- _Supplied data_:
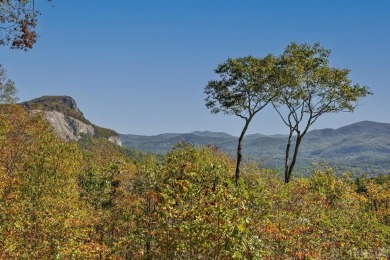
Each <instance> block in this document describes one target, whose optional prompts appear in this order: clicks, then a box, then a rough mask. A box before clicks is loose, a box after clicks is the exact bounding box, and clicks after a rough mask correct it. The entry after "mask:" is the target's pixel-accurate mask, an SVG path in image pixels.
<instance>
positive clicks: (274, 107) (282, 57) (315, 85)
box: [273, 43, 372, 183]
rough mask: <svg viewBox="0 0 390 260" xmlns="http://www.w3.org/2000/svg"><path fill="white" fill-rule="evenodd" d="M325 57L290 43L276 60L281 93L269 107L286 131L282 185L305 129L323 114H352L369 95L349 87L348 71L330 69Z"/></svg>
mask: <svg viewBox="0 0 390 260" xmlns="http://www.w3.org/2000/svg"><path fill="white" fill-rule="evenodd" d="M329 55H330V50H326V49H324V48H322V47H321V45H320V44H319V43H316V44H314V45H313V46H311V45H309V44H296V43H291V44H290V45H288V46H287V47H286V49H285V51H284V52H283V54H282V55H280V57H279V58H278V65H277V73H276V74H277V85H279V86H280V87H281V91H280V93H279V94H278V96H277V97H276V99H275V100H273V105H274V108H275V109H276V111H277V112H278V114H279V115H280V117H281V119H282V121H283V122H284V123H285V125H286V126H287V127H288V128H289V138H288V141H287V145H286V153H285V154H286V156H285V163H284V167H285V173H284V175H285V182H286V183H287V182H289V181H290V179H291V175H292V172H293V169H294V166H295V164H296V161H297V157H298V151H299V147H300V144H301V141H302V139H303V137H304V136H305V135H306V133H307V131H308V130H309V127H310V126H311V125H312V124H314V123H315V122H316V120H317V119H318V118H319V117H321V116H322V115H323V114H326V113H337V112H353V111H354V109H355V107H356V106H357V101H358V100H359V99H360V98H362V97H365V96H368V95H371V94H372V93H371V92H370V90H369V88H368V87H366V86H360V85H359V84H355V85H352V82H351V80H350V79H349V78H348V75H349V70H347V69H337V68H333V67H330V66H329V60H328V59H329ZM284 110H285V111H286V112H284ZM293 135H295V136H296V138H295V141H294V148H292V147H291V144H292V143H293V141H292V137H293Z"/></svg>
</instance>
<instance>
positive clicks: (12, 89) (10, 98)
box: [0, 64, 18, 104]
mask: <svg viewBox="0 0 390 260" xmlns="http://www.w3.org/2000/svg"><path fill="white" fill-rule="evenodd" d="M16 93H17V90H16V88H15V83H14V82H13V81H12V80H10V79H8V78H7V75H6V71H5V69H4V68H3V66H2V65H1V64H0V104H11V103H15V102H16V101H17V100H18V98H17V96H16Z"/></svg>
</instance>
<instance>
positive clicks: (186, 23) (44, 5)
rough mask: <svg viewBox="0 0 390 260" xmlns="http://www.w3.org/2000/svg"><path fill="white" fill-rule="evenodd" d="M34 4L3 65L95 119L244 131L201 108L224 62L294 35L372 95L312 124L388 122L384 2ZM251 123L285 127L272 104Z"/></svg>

- _What is required_:
The goal is an exact reprint of the entries, leaving out the pictures.

- _Response to the task_:
Each <instance> block in this document describes one target, whose optional prompts appear in this order: clicks, then a box, then a rough mask. A box before clicks is loose, a box after clicks is the exact bounding box, and clicks after a rough mask correct it. The entry after "mask:" is the target's pixel-accurate mask, an SVG path in image pixels.
<instance>
positive clicks: (274, 107) (282, 57) (315, 85)
box: [273, 43, 372, 183]
rough mask: <svg viewBox="0 0 390 260" xmlns="http://www.w3.org/2000/svg"><path fill="white" fill-rule="evenodd" d="M325 57L290 43L276 60L281 93L269 107L286 131L282 185L305 129L323 114H352L369 95L349 87L348 71L330 69Z"/></svg>
mask: <svg viewBox="0 0 390 260" xmlns="http://www.w3.org/2000/svg"><path fill="white" fill-rule="evenodd" d="M329 55H330V50H326V49H324V48H322V47H321V45H320V44H319V43H316V44H314V45H313V46H311V45H309V44H296V43H291V44H290V45H288V46H287V47H286V49H285V51H284V52H283V54H282V55H280V57H279V58H278V65H277V73H276V74H277V85H279V86H280V87H281V91H280V93H279V94H278V96H277V97H276V99H275V100H273V105H274V108H275V109H276V111H277V112H278V114H279V115H280V117H281V119H282V121H283V122H284V123H285V125H286V126H287V127H288V128H289V138H288V141H287V145H286V153H285V154H286V156H285V163H284V167H285V173H284V175H285V182H286V183H287V182H289V181H290V179H291V175H292V172H293V169H294V166H295V164H296V161H297V157H298V151H299V147H300V144H301V141H302V139H303V137H304V136H305V135H306V133H307V131H308V130H309V127H310V126H311V125H312V124H314V123H315V122H316V120H317V119H318V118H319V117H321V116H322V115H323V114H326V113H337V112H353V111H354V109H355V107H356V106H357V101H358V100H359V99H360V98H362V97H365V96H368V95H371V94H372V93H371V92H370V90H369V88H368V87H366V86H360V85H359V84H355V85H352V82H351V80H350V79H349V78H348V75H349V70H347V69H337V68H333V67H330V66H329V60H328V59H329ZM284 110H285V111H286V112H284ZM293 135H295V136H296V138H295V141H294V148H292V147H291V144H292V143H293V141H292V137H293Z"/></svg>
</instance>
<instance>
positive clicks: (12, 89) (10, 98)
box: [0, 64, 18, 104]
mask: <svg viewBox="0 0 390 260" xmlns="http://www.w3.org/2000/svg"><path fill="white" fill-rule="evenodd" d="M16 93H17V90H16V88H15V83H14V82H13V81H12V80H10V79H8V78H7V75H6V71H5V69H4V68H3V66H2V65H1V64H0V104H11V103H15V102H16V101H17V100H18V98H17V96H16Z"/></svg>
</instance>
<instance>
positive clicks: (186, 23) (44, 5)
rough mask: <svg viewBox="0 0 390 260" xmlns="http://www.w3.org/2000/svg"><path fill="white" fill-rule="evenodd" d="M34 4L3 65L95 119L244 131L201 108L224 62L294 35L372 95L312 124L388 122L384 2ZM251 123L285 127L272 104Z"/></svg>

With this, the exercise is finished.